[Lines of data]

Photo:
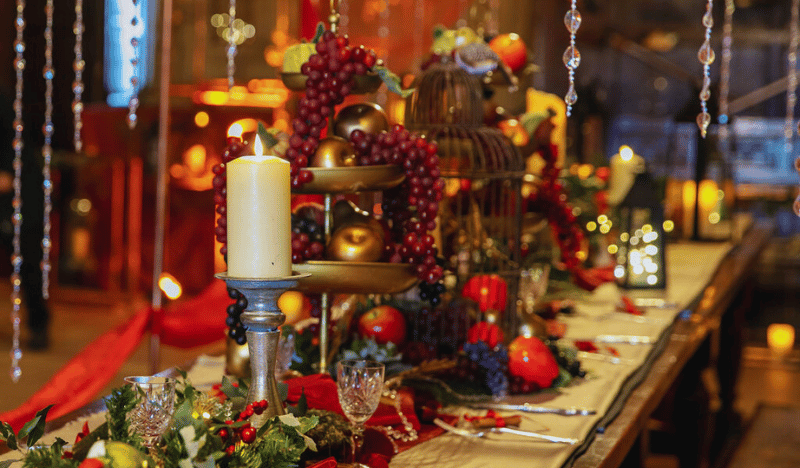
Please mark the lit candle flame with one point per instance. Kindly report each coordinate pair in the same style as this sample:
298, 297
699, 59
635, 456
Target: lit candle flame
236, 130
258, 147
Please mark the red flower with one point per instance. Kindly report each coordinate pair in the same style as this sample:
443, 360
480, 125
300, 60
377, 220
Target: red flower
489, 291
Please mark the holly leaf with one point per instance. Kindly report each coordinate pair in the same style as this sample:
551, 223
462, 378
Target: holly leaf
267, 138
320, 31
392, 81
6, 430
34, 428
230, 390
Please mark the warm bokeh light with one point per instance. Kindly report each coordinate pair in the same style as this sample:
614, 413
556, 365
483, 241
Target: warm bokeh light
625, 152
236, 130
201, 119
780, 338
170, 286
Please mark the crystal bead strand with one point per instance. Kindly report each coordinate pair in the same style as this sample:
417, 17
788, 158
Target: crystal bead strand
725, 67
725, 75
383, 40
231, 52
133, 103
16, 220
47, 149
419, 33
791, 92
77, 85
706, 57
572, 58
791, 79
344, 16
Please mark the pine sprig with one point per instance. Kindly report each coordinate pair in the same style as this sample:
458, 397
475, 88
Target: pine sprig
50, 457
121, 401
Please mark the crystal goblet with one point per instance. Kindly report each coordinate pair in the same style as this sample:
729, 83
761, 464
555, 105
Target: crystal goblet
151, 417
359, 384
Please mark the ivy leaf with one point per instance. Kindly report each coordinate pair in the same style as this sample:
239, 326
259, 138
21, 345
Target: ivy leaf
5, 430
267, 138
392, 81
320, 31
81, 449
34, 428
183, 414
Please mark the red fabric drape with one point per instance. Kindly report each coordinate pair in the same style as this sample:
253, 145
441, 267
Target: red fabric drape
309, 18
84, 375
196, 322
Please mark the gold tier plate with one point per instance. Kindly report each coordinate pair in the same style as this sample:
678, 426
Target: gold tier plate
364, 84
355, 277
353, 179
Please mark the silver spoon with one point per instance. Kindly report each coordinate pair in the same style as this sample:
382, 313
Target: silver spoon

- Task to complete -
Please copy the lines above, beginning at the line that contains "Please mark the pine" and ending after the last of the items, with each answer coordinate offset by adding 77 to both of its numbers. Leave the sample coordinates as they are.

- Exercise result -
Please mark the pine sprig with one point per instance. Kindly report each coordinate pair in the same style as this sample:
458, 397
475, 88
Target: pine sprig
127, 534
198, 478
Please mark the crystal goblet with one point per instance. Kindly report each coordinate pair in the same style as this sample:
729, 83
761, 464
555, 105
Target: crystal goblet
228, 494
436, 461
Please mark the ivy leaf with one point per instance. Kindly report each coordinate pair in the same style as this sample:
239, 326
259, 138
21, 345
Target: ivy leaf
82, 507
344, 215
469, 158
397, 108
158, 526
111, 505
260, 491
Please mark the red fabric drape with one point per instance. Kindly report each coordinate pair in the same style as this sample:
253, 145
441, 267
Target: red fabric drape
386, 95
161, 452
273, 399
Please mark the gold tier plate with one point per instance. Kindly report each coordinate pair in the same style as this sample:
678, 426
Target: gold tier plate
441, 161
432, 354
430, 256
Please mark the silver spoon with one point per instance. Kindly report each coordinate pair in the same style as this sample:
382, 313
Target: silver spoon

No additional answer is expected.